Your goal -
Rewrite all of the entries below as a numbered list, omitting blank lines and leaving the pictures out.
* start Data for processing *
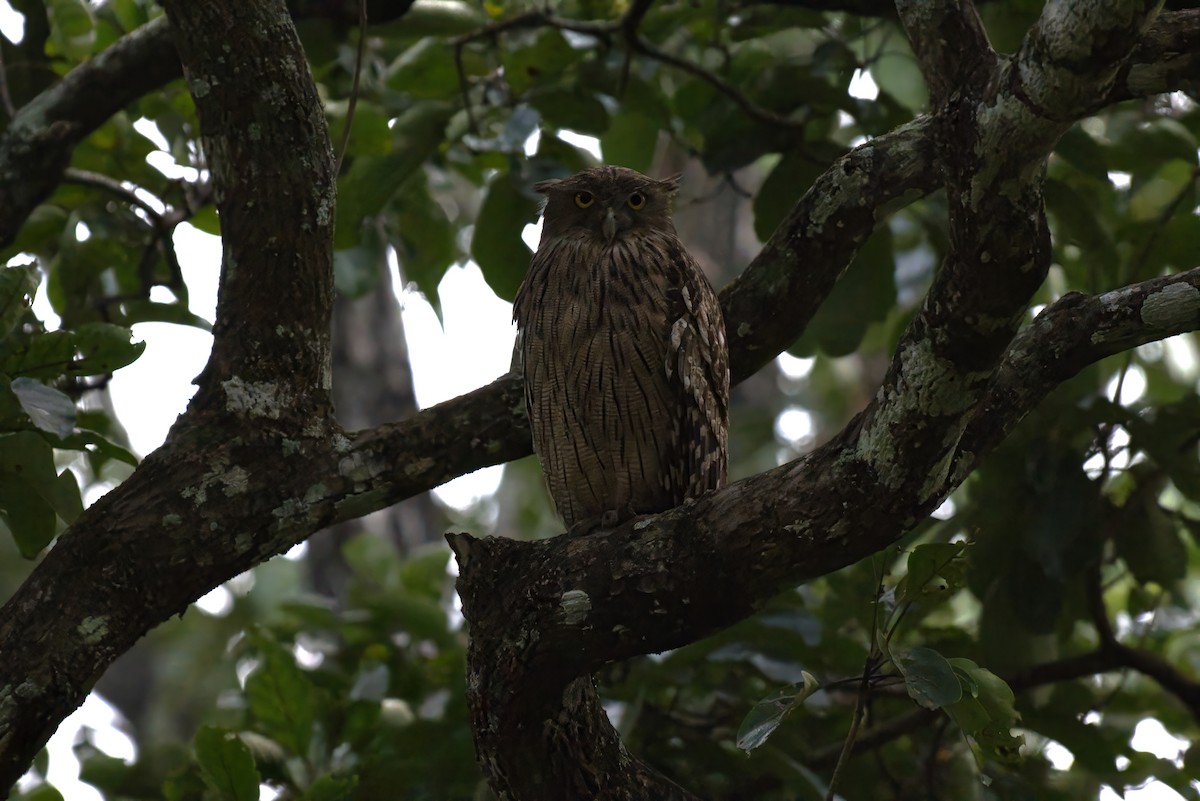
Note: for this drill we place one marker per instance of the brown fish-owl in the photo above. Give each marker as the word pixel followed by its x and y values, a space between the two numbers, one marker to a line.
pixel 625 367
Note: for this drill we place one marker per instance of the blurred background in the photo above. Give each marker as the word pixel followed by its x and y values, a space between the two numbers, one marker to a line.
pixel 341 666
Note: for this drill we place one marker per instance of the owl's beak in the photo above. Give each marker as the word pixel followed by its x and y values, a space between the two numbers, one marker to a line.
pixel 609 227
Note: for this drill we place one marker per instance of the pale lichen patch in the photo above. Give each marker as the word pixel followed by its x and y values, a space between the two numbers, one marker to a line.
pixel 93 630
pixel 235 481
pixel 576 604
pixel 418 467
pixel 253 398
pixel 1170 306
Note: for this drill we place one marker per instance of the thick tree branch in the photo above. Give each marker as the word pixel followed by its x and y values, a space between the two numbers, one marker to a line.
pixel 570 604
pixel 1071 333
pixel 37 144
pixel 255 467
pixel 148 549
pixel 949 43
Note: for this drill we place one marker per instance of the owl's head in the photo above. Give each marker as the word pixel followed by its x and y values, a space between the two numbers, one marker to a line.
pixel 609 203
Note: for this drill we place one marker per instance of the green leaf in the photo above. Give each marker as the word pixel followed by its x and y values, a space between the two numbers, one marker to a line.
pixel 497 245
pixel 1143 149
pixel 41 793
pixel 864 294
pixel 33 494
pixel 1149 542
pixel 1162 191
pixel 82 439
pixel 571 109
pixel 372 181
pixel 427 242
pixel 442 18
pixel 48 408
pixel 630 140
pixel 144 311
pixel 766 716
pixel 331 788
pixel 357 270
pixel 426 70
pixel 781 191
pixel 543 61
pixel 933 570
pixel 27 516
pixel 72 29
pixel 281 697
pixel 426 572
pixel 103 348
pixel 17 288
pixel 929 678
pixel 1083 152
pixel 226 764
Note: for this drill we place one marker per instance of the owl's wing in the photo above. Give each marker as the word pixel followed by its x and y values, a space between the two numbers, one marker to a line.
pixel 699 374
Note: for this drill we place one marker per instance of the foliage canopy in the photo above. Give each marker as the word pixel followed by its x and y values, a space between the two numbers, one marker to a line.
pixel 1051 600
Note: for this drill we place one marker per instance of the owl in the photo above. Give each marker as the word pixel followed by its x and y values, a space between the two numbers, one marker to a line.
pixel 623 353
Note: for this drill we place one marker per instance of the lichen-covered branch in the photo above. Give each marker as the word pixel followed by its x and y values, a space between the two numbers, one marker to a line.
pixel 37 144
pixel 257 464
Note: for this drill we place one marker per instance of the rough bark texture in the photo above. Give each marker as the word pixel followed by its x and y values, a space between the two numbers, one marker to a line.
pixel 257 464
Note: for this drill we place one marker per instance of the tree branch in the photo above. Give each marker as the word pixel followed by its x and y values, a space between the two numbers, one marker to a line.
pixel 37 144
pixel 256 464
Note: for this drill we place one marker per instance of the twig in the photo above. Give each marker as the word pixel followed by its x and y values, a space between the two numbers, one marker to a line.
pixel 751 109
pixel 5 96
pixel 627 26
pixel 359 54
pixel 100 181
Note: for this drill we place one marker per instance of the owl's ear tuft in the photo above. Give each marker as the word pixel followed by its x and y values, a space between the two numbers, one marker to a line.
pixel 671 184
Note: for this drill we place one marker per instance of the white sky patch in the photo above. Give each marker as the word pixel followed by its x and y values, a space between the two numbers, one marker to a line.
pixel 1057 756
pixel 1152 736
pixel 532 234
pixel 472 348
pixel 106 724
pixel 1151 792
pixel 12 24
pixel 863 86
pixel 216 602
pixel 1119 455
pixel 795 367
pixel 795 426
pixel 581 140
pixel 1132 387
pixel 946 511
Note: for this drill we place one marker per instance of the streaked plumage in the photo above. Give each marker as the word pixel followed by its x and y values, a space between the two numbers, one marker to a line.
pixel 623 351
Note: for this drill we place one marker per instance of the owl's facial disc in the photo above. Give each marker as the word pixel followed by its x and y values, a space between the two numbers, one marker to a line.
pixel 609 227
* end Data for processing *
Answer to the problem -
1. Note: for this drill we place one marker per instance of the brown fish-owl in the photo above. Give each marker as the word pixel followed by its x and y values, a space between the two numbers, one marker to a line.
2. pixel 625 367
3. Note: for this drill we place one marker per instance of the blurred background in the photo above. Give each marker as the word pixel followed by its x and y values, a space between the two numbers, one marker to a line.
4. pixel 341 666
5. Note: for this drill we place one marker per instance of the owl's beak in the photo above. Give each marker as the word pixel followed by its x and y values, a space between the two numbers, one marker to a line.
6. pixel 609 227
7. Note: for this drill we place one marker per instance of the pale lichen patch in the photo above. Give each marker as the word pixel followed by its x and y values, a space between the two numbers, one marker to a line.
8. pixel 93 630
9. pixel 235 481
10. pixel 576 604
11. pixel 418 467
12. pixel 253 398
13. pixel 1170 306
14. Note: for this drill we place one marker per instance of the thick tree branch in the photo above. Give each marker as the word pixel followed by its x and y values, a space between the two numbers, one marker to a line.
15. pixel 570 604
16. pixel 1071 333
17. pixel 37 144
18. pixel 255 467
19. pixel 148 549
20. pixel 949 43
21. Note: for this drill we place one marker per instance of the owl's head in the photo above. Give each marker as the word pixel followed by its x and y values, a space between the two numbers, one marker to a line.
22. pixel 609 203
23. Note: for this drill we place one marker per instance of the green leaf in the photo above. Give each marker as the word pixel followed by its x and y values, a space between the two numbers, one marker to a line.
24. pixel 497 245
25. pixel 1143 149
26. pixel 41 793
27. pixel 864 294
28. pixel 33 494
29. pixel 1149 542
30. pixel 1162 191
31. pixel 82 439
32. pixel 571 109
33. pixel 372 181
34. pixel 427 242
35. pixel 442 18
36. pixel 48 408
37. pixel 630 140
38. pixel 144 311
39. pixel 766 716
40. pixel 331 788
41. pixel 357 270
42. pixel 426 70
43. pixel 781 191
44. pixel 543 61
45. pixel 933 570
46. pixel 27 516
47. pixel 72 29
48. pixel 281 697
49. pixel 426 572
50. pixel 103 348
51. pixel 17 288
52. pixel 929 678
53. pixel 1083 152
54. pixel 226 764
55. Note: for this drill we place one marker per instance of the owl's wing in the photo above. Give each marker as the word pixel followed by its x and y values, a space between the two numbers, one marker to a line.
56. pixel 699 374
57. Note: for this drill we place one marker per instance of the foliage canopy in the photo above. Give each marker as the word pixel followed by its x and y values, a space between the two numbers, one marker to a line.
58. pixel 1051 600
59. Note: for this drill we place one marker per instance of the owl in the photo above. Give each marker as the word pixel followed by its x and y values, a space between the two numbers, one marker to a line.
60. pixel 623 353
61. Note: for this drill we place one marker per instance of the lichen-covered branch in the photo above. Give each marker as the word pixel followed by its x and y values, a space between the two numbers, one marker to a line.
62. pixel 37 144
63. pixel 257 464
64. Note: for this drill we place one marker per instance of the rough bark texture in the photo above. Give each marker as the word pixel followed by its x and y values, a space between the two numbers, one marker to a line.
65. pixel 257 464
66. Note: for this drill we place one marker per instance of the tree branch in the photo above. Give each marker as the word pixel followed by its x and y values, a space between the two numbers, one marker to a line.
67. pixel 37 144
68. pixel 256 464
69. Note: for this drill we place one marker per instance of the twig in the photo above. Give each marker as the word pixel followed by its x and y values, a space between the two numbers, one marker to a line.
70. pixel 751 109
71. pixel 5 96
72. pixel 627 26
73. pixel 359 54
74. pixel 100 181
75. Note: for this drill we place one marker per instance of the owl's ear tuft in the photo above. Give each marker as the word pixel followed by its x and y values, a space between the two numbers, one marker to a line.
76. pixel 671 184
77. Note: for this drill we place one marker per instance of the white sky patch in the photo above. Give each marker as the word pixel followed by its x and y values, a space between the two numbers, one marker to a line.
78. pixel 1057 756
79. pixel 1152 736
80. pixel 532 234
81. pixel 472 348
82. pixel 106 724
83. pixel 1151 792
84. pixel 12 24
85. pixel 863 86
86. pixel 216 602
87. pixel 1119 455
88. pixel 795 367
89. pixel 795 426
90. pixel 581 140
91. pixel 1132 387
92. pixel 946 511
93. Note: for this drill we place one marker per instance of the streaked plumage in the photo above. Give each marker as the word pixel followed by its x and y values, a space between the two numbers, one marker to a line.
94. pixel 623 351
95. Note: for this drill we place one marker per instance of the owl's facial disc in the photo above. Give each marker as the word pixel followed by its x and y values, a space between the two numbers, one marker to a line.
96. pixel 609 227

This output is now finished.